> _Excerpted passage_:
^^^^
How softmax is implemented in practice

Transformers

Author

Lorenzo Cesconetto

Published

January 30, 2026

The softmax function is ubiquitous in neural networks, especially in transformers where it plays an important role in the attention mechanism. The mathematical definition is simple:

\[ softmax(x_i) = \frac{e^{x_i}}{\sum_{j=1}^{n} e^{x_j}} \]

However, the naive implementation has severe numerical stability issues.

The problem: numerical overflow and underflow

Consider what happens when we try to compute softmax on large values:

import numpy as np

def naive_softmax(x):
    exp_x = np.exp(x)
    return exp_x / np.sum(exp_x)

# This causes overflow
large_values = np.array([1000, 1001, 1002])
print(f"exp(1000) = {np.exp(1000)}")  # inf
print(f"naive_softmax result: {naive_softmax(large_values)}")  # nan, nan, nan

exp(1000) = inf
naive_softmax result: [nan nan nan]

/var/folders/0s/q5mn7k7n46v1x5c9klg2ck_w0000gn/T/ipykernel_2643/3427519139.py:9: RuntimeWarning:

overflow encountered in exp

/var/folders/0s/q5mn7k7n46v1x5c9klg2ck_w0000gn/T/ipykernel_2643/3427519139.py:4: RuntimeWarning:

overflow encountered in exp

/var/folders/0s/q5mn7k7n46v1x5c9klg2ck_w0000gn/T/ipykernel_2643/3427519139.py:5: RuntimeWarning:

invalid value encountered in divide

The exponential function grows extremely fast. For values around 1000, exp(x) exceeds the maximum representable floating-point number, resulting in infinity. The division then becomes inf/inf = nan.
^^^^
> _Set task 1_: Name every NumPy function that the code on the softmax page calls.

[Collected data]
^^^^
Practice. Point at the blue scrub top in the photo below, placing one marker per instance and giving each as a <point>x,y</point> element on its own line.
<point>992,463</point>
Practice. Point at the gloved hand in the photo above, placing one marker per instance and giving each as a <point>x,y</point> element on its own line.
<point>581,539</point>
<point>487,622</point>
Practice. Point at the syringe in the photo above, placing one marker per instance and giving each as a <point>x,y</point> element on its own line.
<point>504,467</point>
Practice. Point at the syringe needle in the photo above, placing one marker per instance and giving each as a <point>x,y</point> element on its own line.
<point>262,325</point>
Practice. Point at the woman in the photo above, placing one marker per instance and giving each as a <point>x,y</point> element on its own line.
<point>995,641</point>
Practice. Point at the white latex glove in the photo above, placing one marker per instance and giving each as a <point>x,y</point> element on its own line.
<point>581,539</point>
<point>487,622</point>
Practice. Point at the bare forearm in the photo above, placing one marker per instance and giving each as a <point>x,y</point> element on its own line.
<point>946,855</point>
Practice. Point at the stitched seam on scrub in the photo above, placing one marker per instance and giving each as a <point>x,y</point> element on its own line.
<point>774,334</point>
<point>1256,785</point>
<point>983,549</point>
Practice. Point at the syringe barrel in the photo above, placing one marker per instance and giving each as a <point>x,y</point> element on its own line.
^^^^
> _Set task 2_: Pull out each line of the records that contains the word "scrub".

> _Task response 1_: np.exp, np.sum, np.array

> _Task response 2_:
Practice. Point at the blue scrub top in the photo below, placing one marker per instance and giving each as a <point>x,y</point> element on its own line.
Practice. Point at the stitched seam on scrub in the photo above, placing one marker per instance and giving each as a <point>x,y</point> element on its own line.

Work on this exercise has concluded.